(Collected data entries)
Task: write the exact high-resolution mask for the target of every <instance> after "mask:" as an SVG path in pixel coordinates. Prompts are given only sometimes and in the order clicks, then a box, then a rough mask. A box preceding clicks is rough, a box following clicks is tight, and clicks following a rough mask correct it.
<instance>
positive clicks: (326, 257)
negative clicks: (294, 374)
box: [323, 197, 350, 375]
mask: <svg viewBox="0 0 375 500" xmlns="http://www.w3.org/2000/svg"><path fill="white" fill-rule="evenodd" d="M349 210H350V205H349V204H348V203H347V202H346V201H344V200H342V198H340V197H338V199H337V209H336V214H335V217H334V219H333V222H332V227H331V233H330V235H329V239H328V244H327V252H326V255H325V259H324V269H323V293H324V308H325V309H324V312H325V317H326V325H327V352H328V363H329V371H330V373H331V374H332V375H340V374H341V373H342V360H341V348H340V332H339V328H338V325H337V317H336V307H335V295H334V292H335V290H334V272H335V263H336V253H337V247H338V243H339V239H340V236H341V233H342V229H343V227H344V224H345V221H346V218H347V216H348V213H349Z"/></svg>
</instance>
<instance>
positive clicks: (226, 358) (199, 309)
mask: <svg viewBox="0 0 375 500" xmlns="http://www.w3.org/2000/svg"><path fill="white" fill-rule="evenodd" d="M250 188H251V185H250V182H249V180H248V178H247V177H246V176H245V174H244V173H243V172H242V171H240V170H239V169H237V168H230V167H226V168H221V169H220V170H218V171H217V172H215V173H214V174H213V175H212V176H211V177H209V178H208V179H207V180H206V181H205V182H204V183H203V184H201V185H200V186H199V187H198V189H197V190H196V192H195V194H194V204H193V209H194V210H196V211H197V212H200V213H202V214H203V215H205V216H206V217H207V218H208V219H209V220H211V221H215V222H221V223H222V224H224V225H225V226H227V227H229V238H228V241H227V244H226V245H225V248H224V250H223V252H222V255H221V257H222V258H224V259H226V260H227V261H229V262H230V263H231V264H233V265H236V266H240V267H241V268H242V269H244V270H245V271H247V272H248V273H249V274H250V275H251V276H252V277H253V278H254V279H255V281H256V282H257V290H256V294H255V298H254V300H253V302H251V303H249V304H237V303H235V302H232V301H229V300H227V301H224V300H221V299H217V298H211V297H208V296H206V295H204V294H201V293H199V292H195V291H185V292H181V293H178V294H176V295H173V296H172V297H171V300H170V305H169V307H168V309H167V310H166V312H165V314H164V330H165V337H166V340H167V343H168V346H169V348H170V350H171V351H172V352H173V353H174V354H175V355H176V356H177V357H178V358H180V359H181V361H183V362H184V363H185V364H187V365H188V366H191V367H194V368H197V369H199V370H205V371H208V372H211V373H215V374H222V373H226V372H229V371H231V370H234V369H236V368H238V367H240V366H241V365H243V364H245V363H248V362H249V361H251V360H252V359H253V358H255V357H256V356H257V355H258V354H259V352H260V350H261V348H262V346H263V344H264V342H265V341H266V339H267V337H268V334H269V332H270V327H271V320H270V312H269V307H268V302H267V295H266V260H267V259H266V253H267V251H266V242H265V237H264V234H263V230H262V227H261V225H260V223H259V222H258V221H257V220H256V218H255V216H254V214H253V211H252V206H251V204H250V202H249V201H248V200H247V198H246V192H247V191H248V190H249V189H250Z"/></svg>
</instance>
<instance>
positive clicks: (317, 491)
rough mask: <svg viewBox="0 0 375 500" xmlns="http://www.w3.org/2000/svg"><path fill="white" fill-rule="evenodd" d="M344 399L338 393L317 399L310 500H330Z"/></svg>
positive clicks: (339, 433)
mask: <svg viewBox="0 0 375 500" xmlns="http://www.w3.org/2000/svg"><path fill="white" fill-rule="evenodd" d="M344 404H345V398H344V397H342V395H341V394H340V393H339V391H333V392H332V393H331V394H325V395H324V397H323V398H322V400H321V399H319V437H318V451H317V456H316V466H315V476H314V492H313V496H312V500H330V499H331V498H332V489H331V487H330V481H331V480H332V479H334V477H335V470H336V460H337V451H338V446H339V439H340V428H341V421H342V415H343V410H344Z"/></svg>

- **WHAT IS EXPECTED**:
Return each entry exactly. Leave none out.

- **EXERCISE RESULT**:
Task: write the exact high-resolution mask for the target of every <instance> after "mask:" as an SVG path in pixel coordinates. Prompts are given only sometimes and in the order clicks, then a box, then a rough mask. A box preceding clicks is rough, a box following clicks is tight, and clicks following a rough mask correct it.
<instance>
positive clicks: (326, 257)
negative clicks: (294, 374)
box: [323, 197, 350, 375]
mask: <svg viewBox="0 0 375 500" xmlns="http://www.w3.org/2000/svg"><path fill="white" fill-rule="evenodd" d="M349 210H350V205H349V204H348V203H347V202H346V201H344V200H342V198H340V197H338V199H337V209H336V214H335V217H334V219H333V222H332V227H331V233H330V235H329V239H328V244H327V252H326V255H325V259H324V269H323V293H324V308H325V309H324V312H325V317H326V325H327V352H328V363H329V371H330V373H331V374H332V375H340V374H341V373H342V360H341V348H340V332H339V328H338V325H337V317H336V307H335V295H334V292H335V290H334V272H335V263H336V253H337V247H338V243H339V239H340V236H341V233H342V229H343V227H344V224H345V221H346V218H347V216H348V213H349Z"/></svg>
</instance>
<instance>
positive clicks: (226, 358) (199, 309)
mask: <svg viewBox="0 0 375 500" xmlns="http://www.w3.org/2000/svg"><path fill="white" fill-rule="evenodd" d="M250 188H251V185H250V182H249V180H248V178H247V177H246V176H245V174H244V173H243V172H242V171H240V170H239V169H237V168H230V167H226V168H221V169H220V170H218V171H217V172H215V173H214V174H213V175H212V176H211V177H209V178H208V179H207V180H206V181H205V182H204V183H203V184H201V185H200V186H199V187H198V189H197V190H196V192H195V194H194V204H193V209H194V210H196V211H197V212H200V213H202V214H203V215H205V216H206V217H207V218H208V219H209V220H211V221H215V222H221V223H222V224H224V225H225V226H227V227H229V238H228V241H227V244H226V245H225V248H224V250H223V252H222V255H221V257H222V258H224V259H226V260H227V261H229V262H230V263H231V264H233V265H236V266H240V267H241V268H242V269H244V270H245V271H247V272H248V273H249V274H250V275H251V276H252V277H253V278H254V279H255V281H256V282H257V290H256V294H255V298H254V300H253V302H251V303H249V304H237V303H235V302H232V301H229V300H227V301H224V300H221V299H217V298H211V297H208V296H206V295H204V294H201V293H199V292H195V291H185V292H181V293H178V294H176V295H173V296H172V297H171V300H170V305H169V307H168V309H167V310H166V312H165V314H164V330H165V337H166V340H167V343H168V346H169V348H170V350H171V351H172V352H173V353H174V354H175V355H176V356H177V357H178V358H180V359H181V361H183V362H184V363H185V364H187V365H188V366H191V367H194V368H197V369H199V370H205V371H208V372H211V373H215V374H222V373H226V372H229V371H231V370H234V369H236V368H238V367H240V366H241V365H243V364H245V363H248V362H249V361H251V360H252V359H253V358H255V357H256V356H257V355H258V354H259V352H260V350H261V348H262V346H263V344H264V342H265V341H266V339H267V337H268V334H269V332H270V327H271V320H270V312H269V307H268V302H267V295H266V260H267V259H266V253H267V251H266V242H265V237H264V234H263V230H262V227H261V225H260V223H259V222H258V221H257V220H256V218H255V216H254V214H253V211H252V206H251V204H250V202H249V201H248V200H247V198H246V192H247V191H248V190H249V189H250Z"/></svg>
</instance>
<instance>
positive clicks: (317, 491)
rough mask: <svg viewBox="0 0 375 500" xmlns="http://www.w3.org/2000/svg"><path fill="white" fill-rule="evenodd" d="M344 399L338 393L317 399L310 500H330Z"/></svg>
positive clicks: (339, 433)
mask: <svg viewBox="0 0 375 500" xmlns="http://www.w3.org/2000/svg"><path fill="white" fill-rule="evenodd" d="M344 404H345V398H344V397H342V395H341V394H340V393H339V391H333V392H332V393H331V394H325V395H324V397H323V398H322V400H321V399H319V437H318V451H317V456H316V466H315V476H314V492H313V496H312V500H330V499H331V498H332V489H331V487H330V481H331V480H332V479H334V477H335V470H336V460H337V451H338V446H339V439H340V428H341V421H342V415H343V410H344Z"/></svg>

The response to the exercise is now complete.